= Beginning of Section =
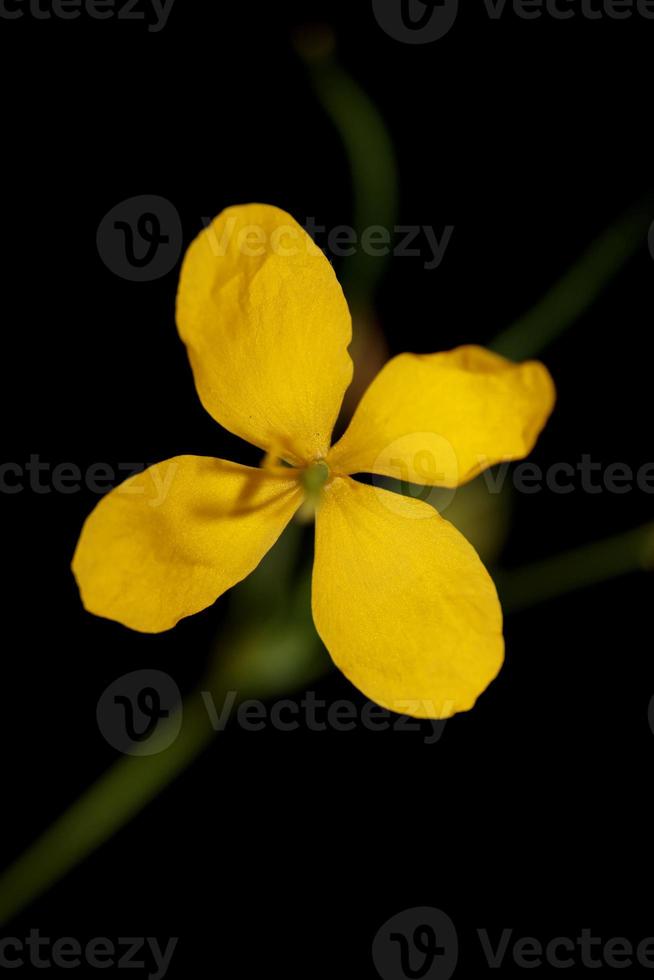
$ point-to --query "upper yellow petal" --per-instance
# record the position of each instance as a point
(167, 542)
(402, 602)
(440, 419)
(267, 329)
= End of Section =
= Beginning of Section =
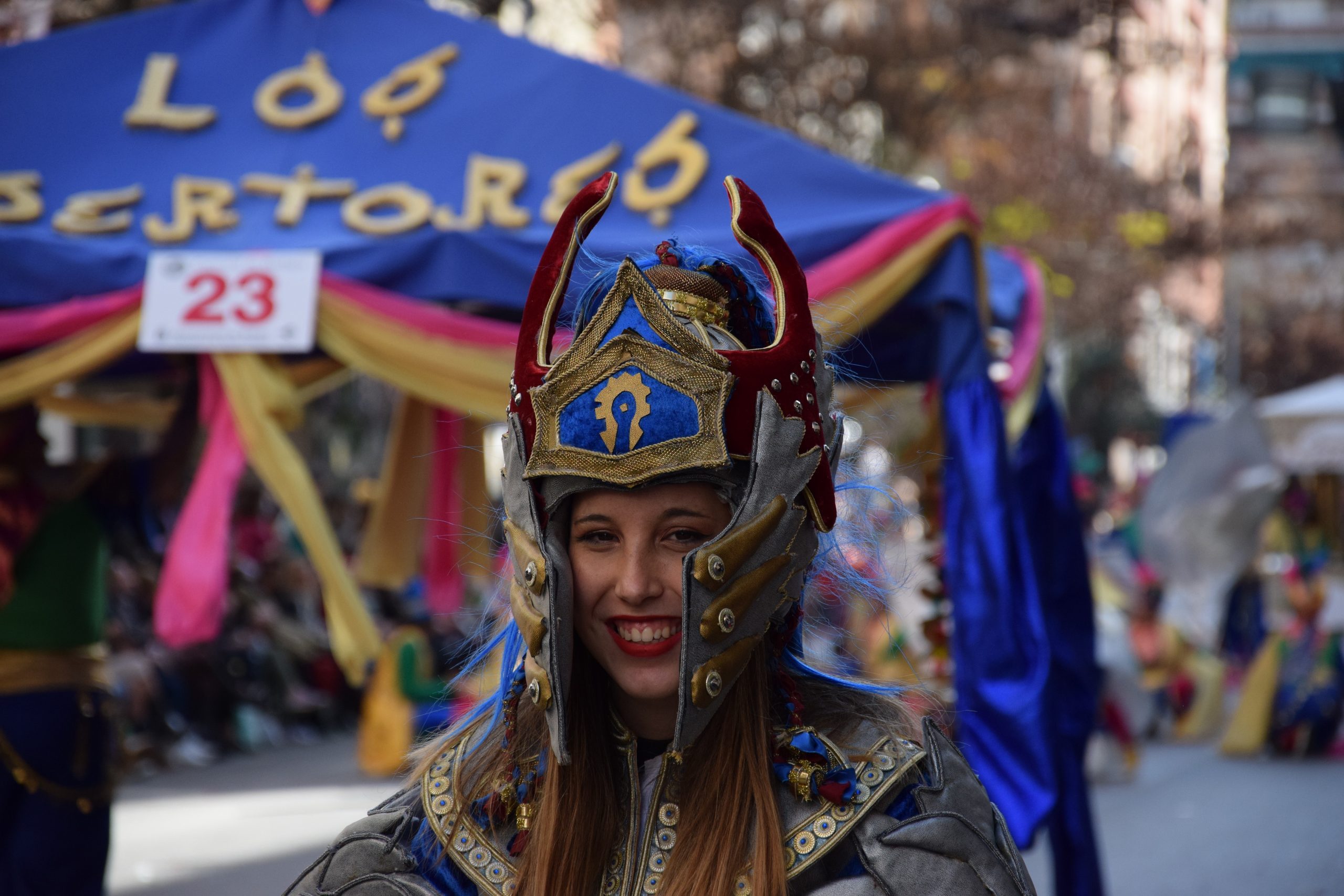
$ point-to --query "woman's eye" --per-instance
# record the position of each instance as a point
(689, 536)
= End of Section =
= Beginning of Section =
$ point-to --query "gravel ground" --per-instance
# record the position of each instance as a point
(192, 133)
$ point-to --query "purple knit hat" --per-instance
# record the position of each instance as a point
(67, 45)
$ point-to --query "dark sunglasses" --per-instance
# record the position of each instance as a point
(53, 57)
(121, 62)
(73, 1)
= End of Section =
# Exercise details
Track down every line of the material containing the string "query", and copy it.

# Task output
$ point-to --query "upper yellow petal" --per-instance
$ point-to --query "woman's eye" --per-instance
$ point-to --query "gravel ground" --per-instance
$ point-to --query "purple knit hat" --per-instance
$ point-to --query "dark sunglasses" --per-instance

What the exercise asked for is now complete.